# What to do
Report, in full and verbatim, every line in the entries below that contains the word "each".

[Portion of a data file]
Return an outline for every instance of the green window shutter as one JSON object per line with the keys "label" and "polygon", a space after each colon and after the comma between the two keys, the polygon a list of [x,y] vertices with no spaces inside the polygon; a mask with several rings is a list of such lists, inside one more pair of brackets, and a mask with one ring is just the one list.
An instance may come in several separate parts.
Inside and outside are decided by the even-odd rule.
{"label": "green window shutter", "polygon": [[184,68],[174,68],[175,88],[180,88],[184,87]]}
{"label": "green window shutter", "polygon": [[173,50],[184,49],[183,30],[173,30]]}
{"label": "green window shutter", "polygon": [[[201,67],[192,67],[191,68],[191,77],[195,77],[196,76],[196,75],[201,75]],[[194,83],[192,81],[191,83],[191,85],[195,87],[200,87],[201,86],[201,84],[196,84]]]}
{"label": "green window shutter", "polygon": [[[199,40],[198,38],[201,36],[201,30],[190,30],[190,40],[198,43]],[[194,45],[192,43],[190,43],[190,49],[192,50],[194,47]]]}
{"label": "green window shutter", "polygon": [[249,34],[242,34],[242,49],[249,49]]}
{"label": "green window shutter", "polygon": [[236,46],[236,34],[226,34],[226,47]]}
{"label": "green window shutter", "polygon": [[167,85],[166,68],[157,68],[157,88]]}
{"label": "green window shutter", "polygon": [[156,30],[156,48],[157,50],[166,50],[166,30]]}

---

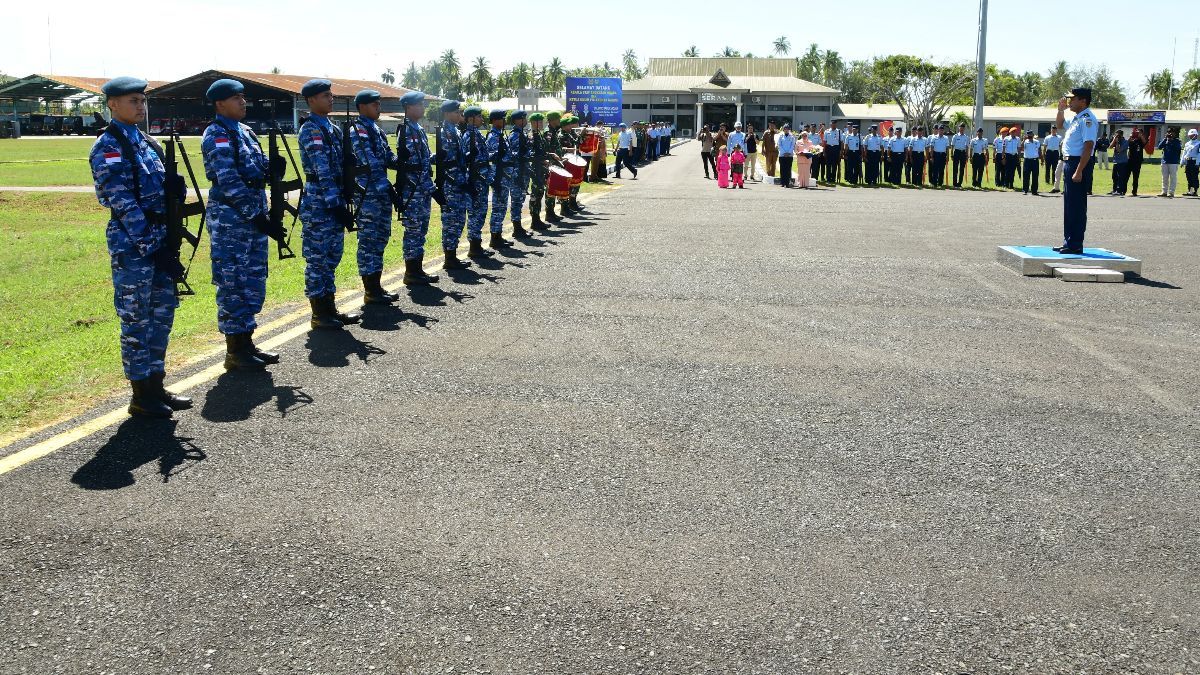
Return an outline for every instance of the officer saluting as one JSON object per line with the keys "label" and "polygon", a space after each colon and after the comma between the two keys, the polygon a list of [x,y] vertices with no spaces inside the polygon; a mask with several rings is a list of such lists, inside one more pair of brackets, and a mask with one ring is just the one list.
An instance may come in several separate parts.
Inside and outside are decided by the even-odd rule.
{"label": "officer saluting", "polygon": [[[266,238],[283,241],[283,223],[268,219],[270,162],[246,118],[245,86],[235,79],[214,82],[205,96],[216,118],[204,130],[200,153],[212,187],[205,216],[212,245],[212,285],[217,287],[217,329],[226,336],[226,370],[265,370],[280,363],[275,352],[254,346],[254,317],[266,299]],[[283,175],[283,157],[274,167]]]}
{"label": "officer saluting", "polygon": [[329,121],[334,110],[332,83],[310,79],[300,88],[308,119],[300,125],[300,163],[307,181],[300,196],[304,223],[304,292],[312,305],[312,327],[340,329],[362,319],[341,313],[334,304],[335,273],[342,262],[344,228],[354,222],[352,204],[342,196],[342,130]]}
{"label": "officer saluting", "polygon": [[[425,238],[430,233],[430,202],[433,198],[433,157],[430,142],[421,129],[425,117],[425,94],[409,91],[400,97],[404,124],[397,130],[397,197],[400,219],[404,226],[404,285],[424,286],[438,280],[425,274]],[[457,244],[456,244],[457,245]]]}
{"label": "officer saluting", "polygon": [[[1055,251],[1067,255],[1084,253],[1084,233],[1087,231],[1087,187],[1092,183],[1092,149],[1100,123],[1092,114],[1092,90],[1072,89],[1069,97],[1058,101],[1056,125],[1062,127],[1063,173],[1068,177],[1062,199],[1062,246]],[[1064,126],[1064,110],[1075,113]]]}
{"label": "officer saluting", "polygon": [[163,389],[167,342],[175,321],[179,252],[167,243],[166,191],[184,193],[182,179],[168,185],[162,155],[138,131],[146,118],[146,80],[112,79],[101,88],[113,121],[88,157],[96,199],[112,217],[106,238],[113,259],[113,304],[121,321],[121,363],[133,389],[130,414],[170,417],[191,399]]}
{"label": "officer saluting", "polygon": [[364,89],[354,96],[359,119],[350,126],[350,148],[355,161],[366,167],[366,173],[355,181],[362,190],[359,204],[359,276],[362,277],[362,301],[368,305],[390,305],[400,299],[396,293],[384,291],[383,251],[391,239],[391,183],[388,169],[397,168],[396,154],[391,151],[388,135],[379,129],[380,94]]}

# Solution for this task
Return an outline for every instance of the green window shutter as one JSON object per line with the keys "label" and "polygon", a space after each colon and after the comma between the two keys, the polygon a list of [x,y] vertices with no spaces inside the polygon; a mask with several rings is a list of such lists, inside one more pair of brackets, and a mask with one ring is just the one list.
Return an outline for every instance of the officer saluting as one JSON object per line with the keys "label" and "polygon", a space after each colon and after the comma between the two keys, the polygon a list of [x,y] vertices with no spaces inside the polygon; a mask with several rings is a list of such lists, inside one more pair of brackets, and a mask with one ring is just the one list.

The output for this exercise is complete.